» Instructions for the task
Reproduce the listing below word for word, starting with the line that contains "Target: bare tree" and continuing through the last line of the listing, including both ends. Leave the pictures out of your answer.

-- BEGIN Listed entries --

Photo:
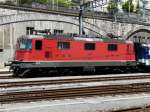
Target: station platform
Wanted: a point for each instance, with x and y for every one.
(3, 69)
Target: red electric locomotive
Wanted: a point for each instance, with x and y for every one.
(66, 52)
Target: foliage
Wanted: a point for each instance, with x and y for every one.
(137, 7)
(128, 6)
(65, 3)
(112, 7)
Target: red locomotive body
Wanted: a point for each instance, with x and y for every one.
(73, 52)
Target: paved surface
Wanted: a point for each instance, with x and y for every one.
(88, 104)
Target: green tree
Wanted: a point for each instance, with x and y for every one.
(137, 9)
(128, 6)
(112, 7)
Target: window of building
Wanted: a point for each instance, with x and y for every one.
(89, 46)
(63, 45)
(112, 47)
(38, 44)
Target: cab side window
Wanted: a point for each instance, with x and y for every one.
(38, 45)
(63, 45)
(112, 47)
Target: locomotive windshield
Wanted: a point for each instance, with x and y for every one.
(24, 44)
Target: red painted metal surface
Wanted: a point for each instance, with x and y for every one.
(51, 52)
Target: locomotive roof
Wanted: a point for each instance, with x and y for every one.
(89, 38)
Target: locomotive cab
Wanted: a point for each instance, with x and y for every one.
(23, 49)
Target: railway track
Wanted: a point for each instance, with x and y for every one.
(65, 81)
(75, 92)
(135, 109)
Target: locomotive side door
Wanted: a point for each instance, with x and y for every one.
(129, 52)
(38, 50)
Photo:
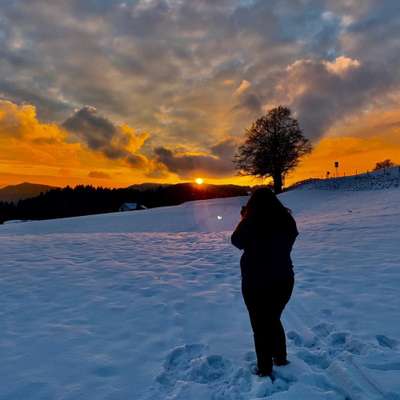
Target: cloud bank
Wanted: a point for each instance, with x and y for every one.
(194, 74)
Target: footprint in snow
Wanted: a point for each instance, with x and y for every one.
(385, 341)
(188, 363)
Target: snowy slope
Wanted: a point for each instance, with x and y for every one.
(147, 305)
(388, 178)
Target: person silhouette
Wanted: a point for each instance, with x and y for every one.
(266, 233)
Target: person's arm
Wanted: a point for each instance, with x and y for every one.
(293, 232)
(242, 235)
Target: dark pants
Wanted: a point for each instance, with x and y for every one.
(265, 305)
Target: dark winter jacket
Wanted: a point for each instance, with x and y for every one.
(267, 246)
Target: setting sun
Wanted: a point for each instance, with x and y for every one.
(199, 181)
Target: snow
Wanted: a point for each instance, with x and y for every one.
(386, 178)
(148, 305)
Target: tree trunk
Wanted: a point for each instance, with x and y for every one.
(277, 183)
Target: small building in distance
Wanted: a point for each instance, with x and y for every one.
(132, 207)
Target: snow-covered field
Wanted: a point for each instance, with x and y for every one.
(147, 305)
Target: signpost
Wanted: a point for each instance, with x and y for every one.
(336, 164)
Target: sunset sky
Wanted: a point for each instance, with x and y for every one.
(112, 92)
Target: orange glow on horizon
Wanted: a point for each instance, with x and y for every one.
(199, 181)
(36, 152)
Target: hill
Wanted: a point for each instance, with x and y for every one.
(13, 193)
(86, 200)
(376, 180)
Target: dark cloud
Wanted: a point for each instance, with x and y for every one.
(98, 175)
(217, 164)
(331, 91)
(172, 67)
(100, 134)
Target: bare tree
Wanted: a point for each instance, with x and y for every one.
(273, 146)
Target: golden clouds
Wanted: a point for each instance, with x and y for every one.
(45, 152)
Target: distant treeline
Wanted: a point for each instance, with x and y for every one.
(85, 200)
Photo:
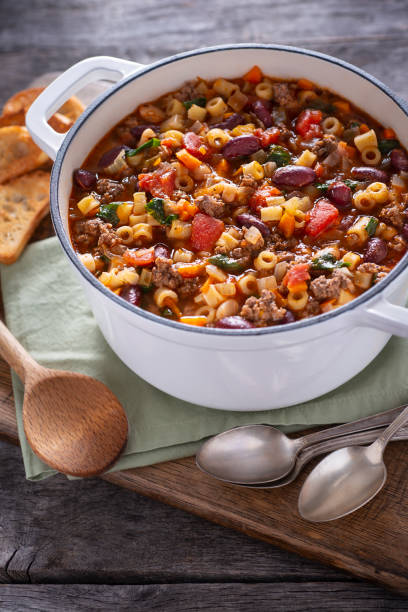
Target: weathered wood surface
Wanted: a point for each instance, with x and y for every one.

-- END Listed entries --

» Solution for this problem
Target: bare tree
Wanted: a point for each instance, with x and y for every one.
(273, 146)
Target: golden clouds
Wanted: a point for each instance, with x and y for every one.
(45, 152)
Target: distant treeline
Wanted: a point for each instance, with x and y for every one.
(85, 200)
Photo:
Target: weathered wood surface
Wanted: a point for each instance, with x and y for every one.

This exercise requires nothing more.